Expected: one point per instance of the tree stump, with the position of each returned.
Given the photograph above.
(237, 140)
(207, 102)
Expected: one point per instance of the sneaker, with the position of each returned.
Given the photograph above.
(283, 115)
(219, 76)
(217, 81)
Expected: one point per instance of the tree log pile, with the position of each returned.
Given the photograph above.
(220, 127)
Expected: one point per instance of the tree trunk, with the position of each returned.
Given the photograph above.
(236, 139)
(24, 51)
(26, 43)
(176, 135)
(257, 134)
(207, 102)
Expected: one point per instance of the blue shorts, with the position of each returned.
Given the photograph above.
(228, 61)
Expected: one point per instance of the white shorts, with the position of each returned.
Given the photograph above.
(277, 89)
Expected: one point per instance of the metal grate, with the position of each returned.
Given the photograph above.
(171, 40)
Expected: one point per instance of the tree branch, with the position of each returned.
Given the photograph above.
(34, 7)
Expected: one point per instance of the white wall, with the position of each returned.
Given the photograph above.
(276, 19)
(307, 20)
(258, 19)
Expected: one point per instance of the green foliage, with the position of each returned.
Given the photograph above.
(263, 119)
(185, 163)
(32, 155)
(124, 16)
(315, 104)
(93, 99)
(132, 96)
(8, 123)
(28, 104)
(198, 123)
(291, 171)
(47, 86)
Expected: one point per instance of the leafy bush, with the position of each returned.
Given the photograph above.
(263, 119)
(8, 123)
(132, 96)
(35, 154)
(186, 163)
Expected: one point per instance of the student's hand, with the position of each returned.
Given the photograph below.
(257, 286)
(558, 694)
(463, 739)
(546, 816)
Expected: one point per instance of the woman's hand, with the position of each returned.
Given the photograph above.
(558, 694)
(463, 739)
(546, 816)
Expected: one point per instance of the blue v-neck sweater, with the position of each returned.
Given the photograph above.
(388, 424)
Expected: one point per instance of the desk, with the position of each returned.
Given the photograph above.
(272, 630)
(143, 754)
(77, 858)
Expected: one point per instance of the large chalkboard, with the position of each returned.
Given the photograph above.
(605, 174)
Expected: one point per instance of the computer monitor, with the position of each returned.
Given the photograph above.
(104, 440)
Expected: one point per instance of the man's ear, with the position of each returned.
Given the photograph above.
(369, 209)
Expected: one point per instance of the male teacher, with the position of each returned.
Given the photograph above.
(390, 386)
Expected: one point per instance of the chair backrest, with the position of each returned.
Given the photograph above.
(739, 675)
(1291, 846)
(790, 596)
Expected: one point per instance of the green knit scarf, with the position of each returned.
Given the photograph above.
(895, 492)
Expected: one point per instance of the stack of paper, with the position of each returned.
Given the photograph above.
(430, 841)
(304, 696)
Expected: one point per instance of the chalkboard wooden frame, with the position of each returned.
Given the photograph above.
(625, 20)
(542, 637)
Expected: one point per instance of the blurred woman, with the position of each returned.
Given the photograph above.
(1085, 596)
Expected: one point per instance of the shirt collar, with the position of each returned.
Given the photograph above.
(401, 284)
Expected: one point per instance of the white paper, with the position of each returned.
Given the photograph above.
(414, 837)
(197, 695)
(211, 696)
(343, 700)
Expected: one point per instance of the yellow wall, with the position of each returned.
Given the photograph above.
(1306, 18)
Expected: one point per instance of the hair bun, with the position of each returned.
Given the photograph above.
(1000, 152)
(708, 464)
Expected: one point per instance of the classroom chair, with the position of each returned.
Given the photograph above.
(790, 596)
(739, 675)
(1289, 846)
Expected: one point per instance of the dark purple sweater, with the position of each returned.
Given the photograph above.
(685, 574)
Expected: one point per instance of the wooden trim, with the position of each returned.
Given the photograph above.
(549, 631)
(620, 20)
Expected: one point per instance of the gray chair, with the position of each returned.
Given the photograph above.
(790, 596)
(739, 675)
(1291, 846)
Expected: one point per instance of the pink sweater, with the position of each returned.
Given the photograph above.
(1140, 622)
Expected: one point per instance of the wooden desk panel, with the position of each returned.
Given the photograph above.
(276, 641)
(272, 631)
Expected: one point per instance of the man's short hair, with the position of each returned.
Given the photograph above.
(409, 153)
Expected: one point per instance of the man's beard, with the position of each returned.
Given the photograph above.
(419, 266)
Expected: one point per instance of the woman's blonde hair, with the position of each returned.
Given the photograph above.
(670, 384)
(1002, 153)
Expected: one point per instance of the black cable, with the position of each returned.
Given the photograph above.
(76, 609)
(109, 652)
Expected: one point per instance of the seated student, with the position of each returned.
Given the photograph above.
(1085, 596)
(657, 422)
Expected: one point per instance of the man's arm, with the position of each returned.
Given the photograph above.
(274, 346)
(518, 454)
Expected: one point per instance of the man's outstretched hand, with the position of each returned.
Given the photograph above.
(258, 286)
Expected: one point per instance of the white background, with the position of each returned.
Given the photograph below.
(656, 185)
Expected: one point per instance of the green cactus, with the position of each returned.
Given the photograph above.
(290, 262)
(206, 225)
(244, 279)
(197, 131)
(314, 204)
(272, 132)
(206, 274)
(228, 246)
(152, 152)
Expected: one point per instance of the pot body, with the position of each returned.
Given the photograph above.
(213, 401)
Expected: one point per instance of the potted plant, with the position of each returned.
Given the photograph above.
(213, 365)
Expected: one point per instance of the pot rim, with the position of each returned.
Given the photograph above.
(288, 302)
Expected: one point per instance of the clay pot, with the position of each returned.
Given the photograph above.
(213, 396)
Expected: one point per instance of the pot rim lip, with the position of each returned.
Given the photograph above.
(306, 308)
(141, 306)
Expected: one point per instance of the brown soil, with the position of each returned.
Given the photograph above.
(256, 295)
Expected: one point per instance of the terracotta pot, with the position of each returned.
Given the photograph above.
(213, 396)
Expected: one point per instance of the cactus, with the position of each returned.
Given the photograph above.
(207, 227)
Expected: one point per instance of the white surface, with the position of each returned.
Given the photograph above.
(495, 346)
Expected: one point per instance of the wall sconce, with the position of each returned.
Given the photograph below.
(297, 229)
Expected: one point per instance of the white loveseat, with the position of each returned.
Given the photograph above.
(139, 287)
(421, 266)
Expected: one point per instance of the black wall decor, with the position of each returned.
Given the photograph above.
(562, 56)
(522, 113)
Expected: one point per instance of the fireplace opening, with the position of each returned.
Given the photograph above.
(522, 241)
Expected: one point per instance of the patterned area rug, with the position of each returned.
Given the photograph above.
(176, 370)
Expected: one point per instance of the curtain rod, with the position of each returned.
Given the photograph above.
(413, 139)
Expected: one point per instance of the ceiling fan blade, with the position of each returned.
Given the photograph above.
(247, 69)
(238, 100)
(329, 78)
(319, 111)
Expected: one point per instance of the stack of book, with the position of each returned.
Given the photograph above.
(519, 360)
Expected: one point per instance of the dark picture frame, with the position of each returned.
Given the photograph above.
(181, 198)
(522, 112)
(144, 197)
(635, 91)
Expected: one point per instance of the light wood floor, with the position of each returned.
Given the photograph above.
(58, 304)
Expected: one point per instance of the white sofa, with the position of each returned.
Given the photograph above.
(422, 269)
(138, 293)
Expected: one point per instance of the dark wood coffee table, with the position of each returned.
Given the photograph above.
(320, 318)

------------------------------------------------------------

### Work to be completed:
Extract the data in full. Keep it word for word.

### Task result:
Expected: one point per instance of the tree stump, with the position of each returned.
Given the photograph above.
(237, 140)
(207, 102)
Expected: one point per instance of the sneaker, with the position of each returned.
Given the photograph above.
(283, 115)
(219, 76)
(217, 81)
Expected: one point per instance of the tree log pile, with the position of each returned.
Given the photograph above.
(220, 127)
Expected: one point per instance of the tree trunk, with the position of each returned.
Given the photograph above.
(236, 139)
(24, 51)
(26, 43)
(176, 135)
(257, 134)
(207, 102)
Expected: one point per instance of the blue shorts, with the position of each returned.
Given the photograph above.
(228, 61)
Expected: one point per instance of the white shorts, with the position of each returned.
Given the photograph above.
(277, 89)
Expected: one point per instance of the metal grate, with the position of each returned.
Given the photograph above.
(171, 40)
Expected: one point per instance of the tree branch, with the position of each returned.
Given the photograph above.
(34, 7)
Expected: one point per instance of the white wall, with the position of each returned.
Given the photograph above.
(276, 19)
(307, 20)
(258, 19)
Expected: one point per instance of the green foliage, with the position of each returned.
Given the photograph above.
(263, 119)
(185, 163)
(32, 155)
(124, 16)
(315, 104)
(93, 99)
(132, 96)
(8, 123)
(28, 104)
(198, 123)
(291, 171)
(47, 86)
Expected: one point per instance of the leafy bush, with the position of each returned.
Given the photograph above.
(263, 119)
(8, 123)
(132, 96)
(35, 154)
(186, 163)
Expected: one point per instance of the student's hand, with the position of each returned.
Given the photograph below.
(257, 286)
(558, 694)
(463, 739)
(546, 816)
Expected: one point per instance of the woman's hand, with the position of each returned.
Given the photograph above.
(558, 694)
(463, 739)
(546, 816)
Expected: one point per instance of the blue v-neck sweater, with the position of each returned.
Given the photograph above.
(388, 424)
Expected: one point per instance of the desk, with the position of each returned.
Given the photograph above.
(272, 630)
(143, 754)
(77, 858)
Expected: one point per instance of the large chalkboard, with the position of each returned.
Given the photograph above.
(605, 174)
Expected: one point per instance of the computer monitor, with the position of each returned.
Given the photograph above.
(104, 440)
Expected: one point per instance of the man's ear, with the position of each returned.
Given the photograph above.
(369, 209)
Expected: one point per instance of the male teacher, with the position of each returned.
Given the photograph above.
(390, 386)
Expected: one point per instance of the chair backrest, with the position of each returned.
Given the photograph above.
(739, 675)
(1291, 846)
(790, 596)
Expected: one point per instance of the green knit scarf, with the position of each returned.
Given the photograph above.
(895, 492)
Expected: one point per instance of the stack of paper, with the position of each returned.
Given the photograph above.
(430, 841)
(304, 696)
Expected: one point per instance of the chalkboard wooden frame, with the position of each returned.
Given the photograph above.
(625, 20)
(542, 637)
Expected: one point per instance of the blurred woman, with the position of each returned.
Given the photograph above.
(1085, 596)
Expected: one point per instance of the shirt collar, with the position of each returned.
Given the photograph above.
(401, 284)
Expected: one point per instance of the white paper, with the position of each returned.
Given the photograph above.
(414, 837)
(197, 695)
(211, 696)
(343, 700)
Expected: one point per instance of the yellow wall, with the position of each returned.
Given the photograph above.
(1306, 18)
Expected: one point per instance of the hair bun, with the position of each returned.
Given the photograph above.
(1000, 152)
(708, 464)
Expected: one point per instance of the classroom chair, with the position of each returned.
Given the photograph above.
(790, 596)
(739, 675)
(1289, 846)
Expected: one point per instance of the dark purple sweater, with the position of each returned.
Given the photograph above.
(685, 574)
Expected: one point per instance of the wooden trim, with the position of each returned.
Given the photograph above.
(549, 631)
(620, 20)
Expected: one point per instance of the gray chair, with the position of each returned.
Given the photograph above.
(790, 596)
(739, 675)
(1291, 846)
Expected: one point per instance of the pink sweater, with the position of each returned.
Given the photograph above.
(1140, 622)
Expected: one point per instance of the wooden desk panel, with the position of each returned.
Given the photograph above.
(276, 641)
(272, 631)
Expected: one point per instance of the man's short hair, with the position of each returned.
Given the photograph above.
(409, 153)
Expected: one point per instance of the man's beard, with the position of each returned.
Given the photograph above.
(419, 266)
Expected: one point per instance of the woman's blonde hair, with the position of each returned.
Given the photograph above.
(670, 384)
(1002, 153)
Expected: one point per instance of the black cable, with the position of each returned.
Given the photograph above.
(76, 609)
(109, 652)
Expected: one point per instance of the seated student, with the position of each returned.
Given the photograph above.
(1085, 596)
(657, 422)
Expected: one point per instance of the man's arm, with the position of each returned.
Given the photograph above.
(274, 346)
(518, 454)
Expected: one point per instance of the man's outstretched hand, with the position of each returned.
Given the photograph above.
(258, 286)
Expected: one point per instance of the white background, with the position of each returned.
Given the photograph below.
(656, 185)
Expected: one point per instance of the green cactus, with the position of each returned.
Given the photograph above.
(290, 262)
(206, 225)
(244, 279)
(197, 131)
(314, 204)
(272, 132)
(206, 274)
(228, 246)
(152, 152)
Expected: one point per instance of the pot body, with the position of each returned.
Given the photograph above.
(213, 401)
Expected: one point per instance of the potted plant, with the position of each returned.
Given the photograph above.
(213, 365)
Expected: one point per instance of the pot rim, with the position of each returned.
Given the photograph above.
(288, 302)
Expected: one point per instance of the clay pot, with the position of each returned.
Given the photograph above.
(213, 396)
Expected: one point per instance of the pot rim lip, with the position of each returned.
Given the photograph above.
(306, 308)
(141, 306)
Expected: one point per instance of the brown soil, with the position of each returned.
Given the photograph above.
(256, 295)
Expected: one point per instance of the terracotta pot, with the position of each returned.
Given the photograph above.
(213, 396)
Expected: one point per instance of the cactus, with the position of each returned.
Given the photograph above.
(207, 227)
Expected: one point per instance of the white surface, with the position of each returned.
Given the photograph above.
(495, 346)
Expected: one point per instance of the wall sconce, with the position of each returned.
Given the photograph below.
(297, 229)
Expected: one point per instance of the white loveseat, with the position of each returned.
Given the photograph above.
(139, 287)
(421, 266)
Expected: one point per instance of the black wall decor, with the position of each returned.
Given the photograph above.
(562, 56)
(522, 113)
Expected: one point per instance of the fireplace opening, with the position of each returned.
Given the photograph above.
(522, 241)
Expected: one point per instance of the patterned area rug, with the position of each returned.
Given the photograph above.
(176, 370)
Expected: one point per instance of the curtain rod, with the position of each returned.
Given the photograph above.
(413, 139)
Expected: one point per instance of the ceiling fan blade, with the position of each returned.
Given the photograph above.
(247, 69)
(238, 100)
(329, 78)
(319, 111)
Expected: one point per instance of the stack of book, with the position of each returned.
Given the photograph above.
(519, 360)
Expected: one point per instance of the dark picture frame, with the position of each returned.
Given the photograph above.
(181, 198)
(522, 112)
(144, 197)
(635, 91)
Expected: one point per instance of the light wood floor, with the position of each returned.
Given the photograph above.
(58, 304)
Expected: one point per instance of the white sofa, with the position of each returned.
Given the photograph above.
(422, 269)
(138, 293)
Expected: one point per instance of the dark wood coffee table, with the position of each returned.
Given the photograph above.
(320, 318)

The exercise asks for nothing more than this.